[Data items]
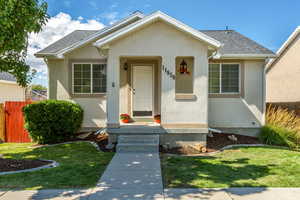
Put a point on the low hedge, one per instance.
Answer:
(52, 121)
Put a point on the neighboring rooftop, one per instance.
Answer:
(236, 43)
(5, 76)
(233, 42)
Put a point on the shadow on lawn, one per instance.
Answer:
(213, 172)
(80, 166)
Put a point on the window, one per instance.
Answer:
(224, 78)
(89, 78)
(184, 75)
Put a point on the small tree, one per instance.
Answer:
(19, 18)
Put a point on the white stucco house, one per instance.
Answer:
(9, 88)
(146, 65)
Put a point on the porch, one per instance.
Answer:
(145, 88)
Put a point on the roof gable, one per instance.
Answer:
(78, 38)
(152, 18)
(236, 43)
(5, 76)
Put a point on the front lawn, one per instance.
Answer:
(239, 167)
(81, 165)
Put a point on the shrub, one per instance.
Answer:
(52, 121)
(282, 128)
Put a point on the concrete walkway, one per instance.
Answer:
(169, 194)
(131, 176)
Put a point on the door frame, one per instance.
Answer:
(132, 87)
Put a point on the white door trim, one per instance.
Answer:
(153, 88)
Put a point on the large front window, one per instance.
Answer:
(89, 78)
(224, 78)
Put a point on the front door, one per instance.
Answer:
(142, 93)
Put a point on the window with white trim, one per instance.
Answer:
(89, 78)
(224, 78)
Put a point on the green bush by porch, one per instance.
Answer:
(52, 121)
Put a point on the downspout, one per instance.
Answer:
(48, 91)
(211, 130)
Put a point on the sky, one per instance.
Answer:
(268, 22)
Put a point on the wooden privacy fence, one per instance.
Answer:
(14, 122)
(2, 123)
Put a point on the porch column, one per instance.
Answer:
(167, 88)
(113, 87)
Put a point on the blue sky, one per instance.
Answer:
(269, 22)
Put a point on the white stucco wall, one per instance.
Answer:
(164, 41)
(244, 112)
(11, 92)
(283, 77)
(160, 39)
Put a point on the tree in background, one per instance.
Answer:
(19, 18)
(38, 87)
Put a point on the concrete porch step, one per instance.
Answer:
(138, 143)
(150, 139)
(137, 148)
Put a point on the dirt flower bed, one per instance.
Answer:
(215, 143)
(7, 165)
(100, 139)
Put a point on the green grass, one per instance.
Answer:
(239, 167)
(81, 165)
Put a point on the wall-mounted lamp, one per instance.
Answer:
(125, 66)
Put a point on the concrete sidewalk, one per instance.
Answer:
(131, 176)
(169, 194)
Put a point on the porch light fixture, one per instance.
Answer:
(183, 67)
(125, 66)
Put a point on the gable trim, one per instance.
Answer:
(151, 18)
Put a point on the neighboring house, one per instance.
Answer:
(38, 95)
(155, 64)
(283, 73)
(9, 88)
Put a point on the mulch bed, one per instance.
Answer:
(7, 165)
(215, 143)
(100, 139)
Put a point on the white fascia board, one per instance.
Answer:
(155, 16)
(60, 53)
(245, 56)
(285, 45)
(8, 82)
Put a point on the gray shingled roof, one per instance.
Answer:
(236, 43)
(68, 40)
(7, 76)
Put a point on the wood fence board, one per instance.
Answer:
(2, 122)
(14, 122)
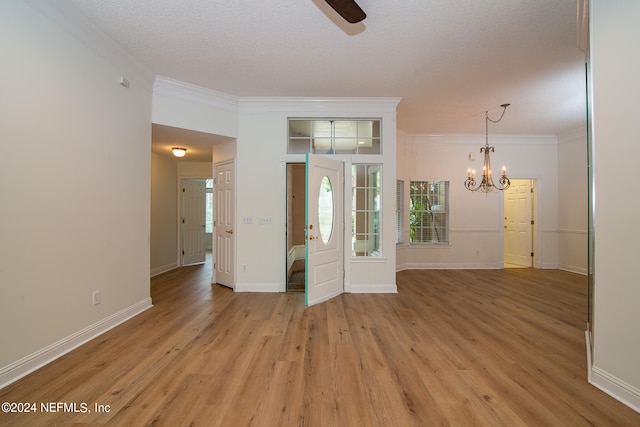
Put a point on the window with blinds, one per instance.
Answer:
(366, 237)
(334, 136)
(429, 211)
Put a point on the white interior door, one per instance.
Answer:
(324, 221)
(194, 210)
(518, 223)
(224, 269)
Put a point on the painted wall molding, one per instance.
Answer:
(44, 356)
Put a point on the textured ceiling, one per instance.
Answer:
(449, 60)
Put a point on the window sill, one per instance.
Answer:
(368, 259)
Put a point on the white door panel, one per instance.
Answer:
(224, 270)
(324, 238)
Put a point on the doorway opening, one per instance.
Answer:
(519, 223)
(196, 219)
(296, 195)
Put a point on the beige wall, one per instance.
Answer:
(476, 220)
(74, 179)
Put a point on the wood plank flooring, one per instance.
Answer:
(452, 348)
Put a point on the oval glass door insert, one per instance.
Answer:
(325, 209)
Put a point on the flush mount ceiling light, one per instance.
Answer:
(487, 185)
(179, 151)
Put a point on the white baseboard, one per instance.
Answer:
(259, 287)
(164, 268)
(449, 266)
(616, 388)
(573, 269)
(34, 361)
(374, 289)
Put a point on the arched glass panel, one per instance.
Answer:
(325, 209)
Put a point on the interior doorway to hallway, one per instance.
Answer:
(196, 219)
(296, 195)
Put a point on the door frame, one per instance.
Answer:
(179, 218)
(346, 201)
(214, 255)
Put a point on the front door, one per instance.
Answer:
(193, 221)
(324, 221)
(224, 269)
(518, 223)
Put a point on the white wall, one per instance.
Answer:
(572, 201)
(616, 143)
(476, 220)
(74, 177)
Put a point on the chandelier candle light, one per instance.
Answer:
(487, 185)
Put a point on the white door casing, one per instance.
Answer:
(193, 221)
(324, 229)
(518, 223)
(224, 270)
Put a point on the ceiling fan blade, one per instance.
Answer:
(348, 9)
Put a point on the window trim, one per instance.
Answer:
(446, 211)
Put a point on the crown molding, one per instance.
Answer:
(71, 20)
(330, 105)
(469, 138)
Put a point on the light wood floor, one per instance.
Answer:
(459, 348)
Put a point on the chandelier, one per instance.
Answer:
(487, 185)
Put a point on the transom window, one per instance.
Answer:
(334, 136)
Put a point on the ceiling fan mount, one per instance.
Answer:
(348, 9)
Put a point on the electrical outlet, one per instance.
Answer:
(97, 298)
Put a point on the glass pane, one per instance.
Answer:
(325, 209)
(298, 145)
(322, 145)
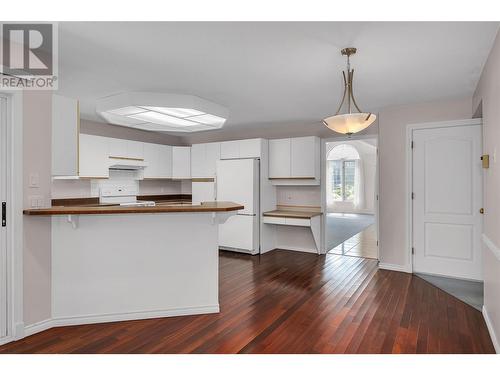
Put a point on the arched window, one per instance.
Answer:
(343, 164)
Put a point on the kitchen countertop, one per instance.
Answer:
(296, 214)
(161, 207)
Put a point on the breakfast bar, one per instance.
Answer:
(112, 263)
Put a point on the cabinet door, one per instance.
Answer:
(199, 161)
(181, 162)
(94, 160)
(152, 159)
(304, 154)
(250, 148)
(165, 161)
(65, 132)
(212, 155)
(230, 150)
(135, 150)
(279, 158)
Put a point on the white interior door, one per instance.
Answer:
(3, 231)
(447, 187)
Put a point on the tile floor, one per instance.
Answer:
(362, 244)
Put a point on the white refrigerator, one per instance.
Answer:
(238, 180)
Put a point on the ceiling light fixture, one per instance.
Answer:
(162, 112)
(348, 122)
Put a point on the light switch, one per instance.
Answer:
(34, 180)
(36, 201)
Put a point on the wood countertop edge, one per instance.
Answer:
(292, 214)
(226, 207)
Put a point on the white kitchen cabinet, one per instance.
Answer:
(204, 157)
(135, 149)
(241, 149)
(94, 162)
(279, 158)
(181, 162)
(158, 159)
(304, 153)
(230, 150)
(65, 136)
(294, 160)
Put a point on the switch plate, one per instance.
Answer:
(36, 201)
(34, 180)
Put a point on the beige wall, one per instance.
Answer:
(392, 159)
(37, 133)
(487, 96)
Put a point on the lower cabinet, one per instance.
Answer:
(240, 232)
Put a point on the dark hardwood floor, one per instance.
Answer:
(289, 302)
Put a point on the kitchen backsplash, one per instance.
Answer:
(90, 188)
(299, 195)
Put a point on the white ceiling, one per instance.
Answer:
(278, 73)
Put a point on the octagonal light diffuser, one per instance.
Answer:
(162, 112)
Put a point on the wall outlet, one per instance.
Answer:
(34, 180)
(36, 201)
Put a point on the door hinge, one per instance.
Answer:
(4, 214)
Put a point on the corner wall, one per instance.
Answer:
(487, 99)
(37, 158)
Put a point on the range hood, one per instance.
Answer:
(127, 164)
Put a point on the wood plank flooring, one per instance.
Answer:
(289, 302)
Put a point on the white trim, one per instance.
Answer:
(31, 329)
(490, 245)
(324, 207)
(394, 267)
(297, 248)
(120, 317)
(409, 175)
(491, 330)
(15, 329)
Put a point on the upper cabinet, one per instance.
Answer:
(158, 159)
(242, 149)
(94, 161)
(65, 134)
(294, 161)
(125, 149)
(181, 162)
(204, 158)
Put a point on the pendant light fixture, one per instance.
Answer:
(348, 122)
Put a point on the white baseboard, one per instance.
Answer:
(491, 330)
(490, 245)
(31, 329)
(393, 267)
(120, 317)
(301, 249)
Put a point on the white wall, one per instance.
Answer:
(298, 195)
(368, 155)
(392, 158)
(487, 99)
(37, 158)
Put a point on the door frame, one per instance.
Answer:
(15, 324)
(409, 174)
(324, 207)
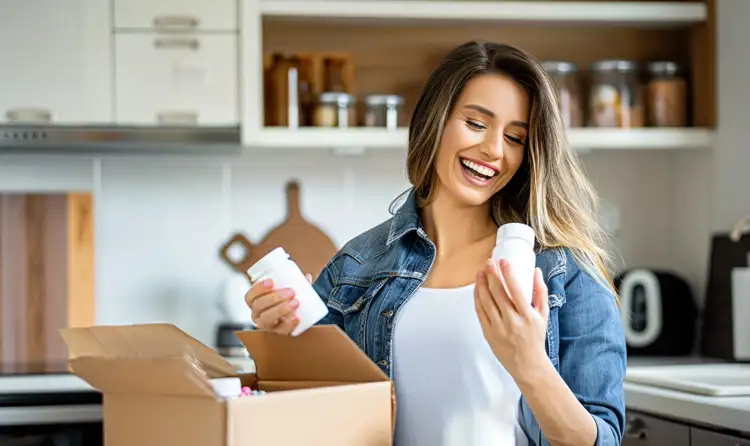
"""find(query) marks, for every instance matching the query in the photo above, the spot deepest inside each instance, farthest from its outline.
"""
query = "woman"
(470, 361)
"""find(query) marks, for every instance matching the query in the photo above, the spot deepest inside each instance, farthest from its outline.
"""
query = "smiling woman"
(473, 364)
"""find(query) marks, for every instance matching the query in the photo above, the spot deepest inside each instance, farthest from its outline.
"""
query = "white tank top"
(450, 388)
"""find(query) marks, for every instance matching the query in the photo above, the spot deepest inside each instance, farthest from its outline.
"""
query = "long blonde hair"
(550, 191)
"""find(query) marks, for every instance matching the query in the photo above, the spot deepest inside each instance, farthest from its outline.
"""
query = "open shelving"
(396, 43)
(592, 12)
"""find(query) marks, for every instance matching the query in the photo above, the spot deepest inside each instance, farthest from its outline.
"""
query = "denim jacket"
(369, 279)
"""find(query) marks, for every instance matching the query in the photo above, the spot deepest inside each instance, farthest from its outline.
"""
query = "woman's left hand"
(515, 330)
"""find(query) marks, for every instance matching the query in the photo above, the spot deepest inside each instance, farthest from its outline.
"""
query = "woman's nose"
(492, 146)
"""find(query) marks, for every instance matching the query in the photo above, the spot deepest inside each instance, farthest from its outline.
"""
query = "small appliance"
(658, 312)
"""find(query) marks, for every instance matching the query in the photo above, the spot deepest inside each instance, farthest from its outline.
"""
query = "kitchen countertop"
(730, 412)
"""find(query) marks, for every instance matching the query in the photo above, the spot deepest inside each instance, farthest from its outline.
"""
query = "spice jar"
(382, 110)
(666, 95)
(335, 109)
(616, 98)
(565, 77)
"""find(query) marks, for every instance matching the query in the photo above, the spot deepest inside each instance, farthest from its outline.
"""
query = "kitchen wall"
(160, 220)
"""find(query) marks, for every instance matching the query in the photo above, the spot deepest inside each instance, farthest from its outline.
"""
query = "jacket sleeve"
(324, 285)
(592, 351)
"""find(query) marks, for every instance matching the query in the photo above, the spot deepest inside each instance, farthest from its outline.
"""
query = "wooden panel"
(46, 273)
(80, 260)
(397, 58)
(703, 69)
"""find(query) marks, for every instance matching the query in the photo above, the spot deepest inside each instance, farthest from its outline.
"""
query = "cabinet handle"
(166, 43)
(635, 428)
(177, 117)
(175, 21)
(28, 114)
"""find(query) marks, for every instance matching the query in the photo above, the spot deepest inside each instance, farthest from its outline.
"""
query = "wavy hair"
(550, 191)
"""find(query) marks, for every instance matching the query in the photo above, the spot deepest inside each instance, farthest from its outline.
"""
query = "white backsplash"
(160, 220)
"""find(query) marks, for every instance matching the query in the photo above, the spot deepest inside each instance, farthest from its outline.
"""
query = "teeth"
(483, 170)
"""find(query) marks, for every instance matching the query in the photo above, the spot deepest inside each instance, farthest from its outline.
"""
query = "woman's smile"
(476, 173)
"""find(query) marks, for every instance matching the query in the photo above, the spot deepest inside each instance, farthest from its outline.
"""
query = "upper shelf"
(356, 140)
(660, 13)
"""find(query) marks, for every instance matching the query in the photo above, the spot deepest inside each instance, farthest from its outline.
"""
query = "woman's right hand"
(273, 309)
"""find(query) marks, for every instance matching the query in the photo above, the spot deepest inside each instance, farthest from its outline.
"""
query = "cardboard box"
(323, 390)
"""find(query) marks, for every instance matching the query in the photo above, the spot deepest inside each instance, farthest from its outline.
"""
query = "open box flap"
(322, 353)
(143, 341)
(177, 376)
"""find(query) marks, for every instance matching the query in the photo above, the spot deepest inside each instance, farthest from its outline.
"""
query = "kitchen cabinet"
(703, 437)
(185, 78)
(646, 430)
(650, 430)
(200, 15)
(56, 61)
(393, 47)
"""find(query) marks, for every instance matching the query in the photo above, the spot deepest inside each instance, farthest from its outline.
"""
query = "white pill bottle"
(515, 243)
(277, 266)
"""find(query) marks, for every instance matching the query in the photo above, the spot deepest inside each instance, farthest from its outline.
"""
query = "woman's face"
(483, 141)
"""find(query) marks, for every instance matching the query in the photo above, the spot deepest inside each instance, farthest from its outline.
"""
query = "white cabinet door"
(199, 15)
(176, 79)
(56, 61)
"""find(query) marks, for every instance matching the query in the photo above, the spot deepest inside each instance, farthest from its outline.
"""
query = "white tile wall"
(161, 220)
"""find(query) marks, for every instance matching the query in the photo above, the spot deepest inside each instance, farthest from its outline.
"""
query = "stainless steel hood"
(43, 137)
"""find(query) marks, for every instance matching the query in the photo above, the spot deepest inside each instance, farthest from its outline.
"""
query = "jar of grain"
(383, 110)
(335, 109)
(666, 95)
(616, 98)
(565, 77)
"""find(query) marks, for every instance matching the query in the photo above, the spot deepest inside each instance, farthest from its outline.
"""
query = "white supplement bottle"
(515, 243)
(277, 266)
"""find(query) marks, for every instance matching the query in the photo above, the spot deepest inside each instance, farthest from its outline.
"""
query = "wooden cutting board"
(306, 244)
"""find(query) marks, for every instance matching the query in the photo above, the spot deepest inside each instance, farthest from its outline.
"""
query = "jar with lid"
(616, 98)
(382, 110)
(666, 95)
(335, 109)
(565, 77)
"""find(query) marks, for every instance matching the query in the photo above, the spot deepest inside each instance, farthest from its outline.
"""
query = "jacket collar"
(406, 219)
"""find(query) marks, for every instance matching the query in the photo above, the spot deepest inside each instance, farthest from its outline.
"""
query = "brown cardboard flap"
(162, 376)
(322, 353)
(143, 341)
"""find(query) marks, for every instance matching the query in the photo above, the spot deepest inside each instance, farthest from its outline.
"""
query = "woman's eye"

## Task to complete
Would you copy every line of the entries that includes the word "front"?

## Answer to the problem
Put a point on the front lawn, one per instance.
Put a point on the large front window, one per instance.
Put a point on the front door, one per instance.
Put a point on the front door, one per instance.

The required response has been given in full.